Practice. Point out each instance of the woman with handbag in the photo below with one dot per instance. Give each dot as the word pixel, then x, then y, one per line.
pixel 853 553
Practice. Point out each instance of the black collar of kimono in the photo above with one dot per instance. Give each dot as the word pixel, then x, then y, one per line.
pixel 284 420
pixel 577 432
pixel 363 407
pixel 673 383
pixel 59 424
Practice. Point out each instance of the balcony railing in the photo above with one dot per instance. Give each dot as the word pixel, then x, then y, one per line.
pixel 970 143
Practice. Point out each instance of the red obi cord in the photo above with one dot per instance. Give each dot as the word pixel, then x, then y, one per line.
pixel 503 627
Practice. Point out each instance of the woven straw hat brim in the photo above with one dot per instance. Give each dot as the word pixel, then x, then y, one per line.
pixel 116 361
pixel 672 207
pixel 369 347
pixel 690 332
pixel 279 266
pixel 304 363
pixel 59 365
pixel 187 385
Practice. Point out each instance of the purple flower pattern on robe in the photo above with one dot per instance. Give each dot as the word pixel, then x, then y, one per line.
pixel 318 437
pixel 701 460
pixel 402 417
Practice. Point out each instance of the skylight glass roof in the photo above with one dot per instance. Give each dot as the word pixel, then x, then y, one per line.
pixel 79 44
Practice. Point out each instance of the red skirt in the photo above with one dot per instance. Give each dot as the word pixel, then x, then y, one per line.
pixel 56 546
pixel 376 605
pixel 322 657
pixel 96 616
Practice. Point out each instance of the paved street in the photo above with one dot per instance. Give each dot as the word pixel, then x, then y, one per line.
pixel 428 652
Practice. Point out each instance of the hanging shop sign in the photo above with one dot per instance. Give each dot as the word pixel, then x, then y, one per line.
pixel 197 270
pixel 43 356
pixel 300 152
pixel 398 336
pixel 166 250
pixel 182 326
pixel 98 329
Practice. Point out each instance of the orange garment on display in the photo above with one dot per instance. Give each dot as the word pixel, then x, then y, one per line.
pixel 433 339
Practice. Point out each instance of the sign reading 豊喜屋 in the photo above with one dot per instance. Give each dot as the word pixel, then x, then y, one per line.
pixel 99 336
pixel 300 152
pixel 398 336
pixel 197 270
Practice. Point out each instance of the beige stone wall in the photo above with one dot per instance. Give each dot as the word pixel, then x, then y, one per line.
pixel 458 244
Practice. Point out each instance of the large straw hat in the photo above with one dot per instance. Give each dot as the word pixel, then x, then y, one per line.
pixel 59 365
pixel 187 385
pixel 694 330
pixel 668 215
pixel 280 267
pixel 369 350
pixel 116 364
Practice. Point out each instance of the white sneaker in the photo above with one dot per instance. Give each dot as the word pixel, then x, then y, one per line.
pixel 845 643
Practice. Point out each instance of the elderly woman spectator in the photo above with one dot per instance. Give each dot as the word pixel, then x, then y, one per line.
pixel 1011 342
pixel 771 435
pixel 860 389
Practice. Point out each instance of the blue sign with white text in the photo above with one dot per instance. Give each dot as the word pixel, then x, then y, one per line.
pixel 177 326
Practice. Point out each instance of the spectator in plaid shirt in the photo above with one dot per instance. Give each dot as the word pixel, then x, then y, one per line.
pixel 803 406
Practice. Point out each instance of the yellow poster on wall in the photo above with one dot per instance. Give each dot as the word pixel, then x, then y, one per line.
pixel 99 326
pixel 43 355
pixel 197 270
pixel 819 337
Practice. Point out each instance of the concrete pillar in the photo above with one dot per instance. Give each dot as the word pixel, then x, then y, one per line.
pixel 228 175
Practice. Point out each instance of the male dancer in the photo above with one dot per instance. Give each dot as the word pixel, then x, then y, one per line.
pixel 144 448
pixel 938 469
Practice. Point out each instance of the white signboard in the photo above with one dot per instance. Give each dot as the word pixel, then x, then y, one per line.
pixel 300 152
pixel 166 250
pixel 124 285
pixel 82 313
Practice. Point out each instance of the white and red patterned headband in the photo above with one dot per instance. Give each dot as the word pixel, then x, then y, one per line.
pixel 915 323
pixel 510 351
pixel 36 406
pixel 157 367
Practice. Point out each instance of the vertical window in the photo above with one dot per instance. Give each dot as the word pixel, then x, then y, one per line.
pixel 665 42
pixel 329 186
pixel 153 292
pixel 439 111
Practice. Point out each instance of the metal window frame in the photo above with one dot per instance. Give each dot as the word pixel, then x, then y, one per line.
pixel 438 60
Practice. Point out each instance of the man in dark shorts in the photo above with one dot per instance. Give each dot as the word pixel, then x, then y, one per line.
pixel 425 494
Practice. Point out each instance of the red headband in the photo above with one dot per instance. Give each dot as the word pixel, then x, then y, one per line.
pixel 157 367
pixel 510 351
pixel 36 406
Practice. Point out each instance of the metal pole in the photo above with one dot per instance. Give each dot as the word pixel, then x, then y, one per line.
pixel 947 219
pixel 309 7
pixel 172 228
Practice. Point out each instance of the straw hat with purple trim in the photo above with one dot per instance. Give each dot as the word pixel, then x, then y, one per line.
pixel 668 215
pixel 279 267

» EXERCISE AIM: Convert every line of the entries above into a Markdown table with the columns Row and Entry line, numbering the rows in order and leaving out blank lines.

» TASK ANSWER:
| Row | Entry line |
|---|---|
| 1 | Practice. Point out each instance of the woman with handbag in the photo below with one dot per instance. Give each dot as the word pixel, then x, then y, one per line. |
| 2 | pixel 853 553 |
| 3 | Practice. Point out each instance of the black collar of kimono in the photo above with one dot per instance. Give each dot as the word pixel, then x, then y, one per line. |
| 4 | pixel 284 420 |
| 5 | pixel 577 432 |
| 6 | pixel 363 407 |
| 7 | pixel 673 383 |
| 8 | pixel 59 424 |
| 9 | Practice. Point out each instance of the balcony railing in the photo above with one dot per instance. Give each dot as the word pixel, then x, then y, one per line. |
| 10 | pixel 970 143 |
| 11 | Practice. Point out each instance of the red obi cord in the photo above with one dot per instance. Give each dot as the word pixel, then x, then y, one per line. |
| 12 | pixel 503 627 |
| 13 | Practice. Point out each instance of the woven straw hat brim in the photo above with one dot per instance. Give each dot as the word pixel, then x, then y, one per line. |
| 14 | pixel 116 361 |
| 15 | pixel 672 207 |
| 16 | pixel 369 347 |
| 17 | pixel 690 332 |
| 18 | pixel 279 266 |
| 19 | pixel 304 363 |
| 20 | pixel 59 365 |
| 21 | pixel 187 385 |
| 22 | Practice. Point out each instance of the purple flower pattern on robe in the photo above with one dot per instance. Give each dot as the word pixel, then x, then y, one per line. |
| 23 | pixel 318 437 |
| 24 | pixel 701 460 |
| 25 | pixel 402 417 |
| 26 | Practice. Point out each instance of the skylight glass roof in the photo above with one dot per instance. Give each dot as the word pixel, then x, then y, one per line. |
| 27 | pixel 79 44 |
| 28 | Practice. Point out each instance of the red skirt in the photo above with one dot per instance. Give each dot as the word pixel, then x, then y, one per line. |
| 29 | pixel 56 546 |
| 30 | pixel 376 605 |
| 31 | pixel 322 657 |
| 32 | pixel 96 616 |
| 33 | Practice. Point out each instance of the paved street in the photo above with one dot per instance. Give each dot as the word pixel, then x, then y, one per line. |
| 34 | pixel 428 652 |
| 35 | Practice. Point out each instance of the hanging shop sign in the photo above with one dot per instance. Give each dot as the word pixel, then x, then y, one per line. |
| 36 | pixel 197 270 |
| 37 | pixel 43 356 |
| 38 | pixel 300 152 |
| 39 | pixel 398 336 |
| 40 | pixel 166 250 |
| 41 | pixel 182 326 |
| 42 | pixel 98 329 |
| 43 | Practice. Point out each instance of the orange garment on display in the photo above with one dot per instance. Give each dot as the word pixel, then x, then y, one per line. |
| 44 | pixel 433 339 |
| 45 | Practice. Point out each instance of the sign reading 豊喜屋 in the photo above with one dot per instance. Give each dot as the word pixel, then x, then y, one per line. |
| 46 | pixel 99 336 |
| 47 | pixel 300 152 |
| 48 | pixel 398 336 |
| 49 | pixel 197 270 |
| 50 | Practice. Point out each instance of the beige stone wall in the photo above with one dot per instance. Give each dot as the word pixel, then x, then y, one per line. |
| 51 | pixel 458 244 |
| 52 | Practice. Point out each instance of the large straw hat in the photo above with one dot per instance. Give each dot as the word pixel, then x, then y, one per line. |
| 53 | pixel 59 365 |
| 54 | pixel 187 385 |
| 55 | pixel 694 330 |
| 56 | pixel 668 215 |
| 57 | pixel 280 267 |
| 58 | pixel 369 350 |
| 59 | pixel 116 364 |
| 60 | Practice. Point out each instance of the white sneaker in the photo above with one dot per instance. Give each dot as the word pixel, then x, then y, one per line. |
| 61 | pixel 845 643 |
| 62 | Practice. Point out each instance of the elderly woman spectator in the photo above with one dot per instance. Give each dot as the word pixel, then x, then y, one per line. |
| 63 | pixel 1011 342 |
| 64 | pixel 771 435 |
| 65 | pixel 860 389 |
| 66 | Practice. Point out each instance of the blue sign with white text in the photo above with one dot per instance. Give each dot as the word pixel, then x, then y, one per line. |
| 67 | pixel 177 326 |
| 68 | Practice. Point out each instance of the spectator in plaid shirt in the photo above with one dot per instance. Give each dot as the word pixel, then x, then y, one per line. |
| 69 | pixel 803 406 |
| 70 | Practice. Point out each instance of the yellow poster on wall in the photo above with one dot per instance. Give each dot as the word pixel, then x, then y, one per line. |
| 71 | pixel 99 326 |
| 72 | pixel 43 355 |
| 73 | pixel 197 270 |
| 74 | pixel 819 337 |
| 75 | Practice. Point out each instance of the concrete pillar in the photo above with one dot per instance. Give each dot as the word pixel, then x, then y, one per line. |
| 76 | pixel 228 175 |
| 77 | Practice. Point out each instance of the male dancer in the photo above with one dot per instance. Give each dot as the word pixel, then x, then y, one per line. |
| 78 | pixel 144 448 |
| 79 | pixel 938 469 |
| 80 | Practice. Point out each instance of the white signboard in the photo above with one dot per instance. Give each dot as the word pixel, then x, then y, one per line. |
| 81 | pixel 300 152 |
| 82 | pixel 166 250 |
| 83 | pixel 124 285 |
| 84 | pixel 82 313 |
| 85 | Practice. Point out each instance of the white and red patterned headband in the photo above with one dot per instance. Give each dot as the word pixel, then x, then y, one per line. |
| 86 | pixel 915 323 |
| 87 | pixel 510 351 |
| 88 | pixel 36 406 |
| 89 | pixel 157 367 |
| 90 | Practice. Point out each instance of the vertical window in the photo above with one dot per instance. Give each dot as the word pixel, then x, then y, one per line. |
| 91 | pixel 665 42 |
| 92 | pixel 329 186 |
| 93 | pixel 153 292 |
| 94 | pixel 439 111 |
| 95 | Practice. Point out each instance of the metal window frame in the photo above with one dot per instance. Give each dot as the word pixel, then x, then y, one per line. |
| 96 | pixel 438 60 |
| 97 | Practice. Point out each instance of the man in dark shorts in the photo above with one dot per instance. Give each dot as the word pixel, then x, then y, one per line. |
| 98 | pixel 425 494 |
| 99 | Practice. Point out each instance of the red headband in the photo above with one dot per instance. Give each dot as the word pixel, then x, then y, one per line. |
| 100 | pixel 157 367 |
| 101 | pixel 510 351 |
| 102 | pixel 36 406 |
| 103 | Practice. Point out each instance of the metal pole in the photo above with one dot per instance. Give each dot as the word pixel, then x, then y, one per line. |
| 104 | pixel 947 219 |
| 105 | pixel 309 7 |
| 106 | pixel 172 228 |
| 107 | Practice. Point out each instance of the straw hat with purple trim in the photo above with one dot per instance. Give each dot as the word pixel, then x, then y, one per line. |
| 108 | pixel 668 215 |
| 109 | pixel 279 267 |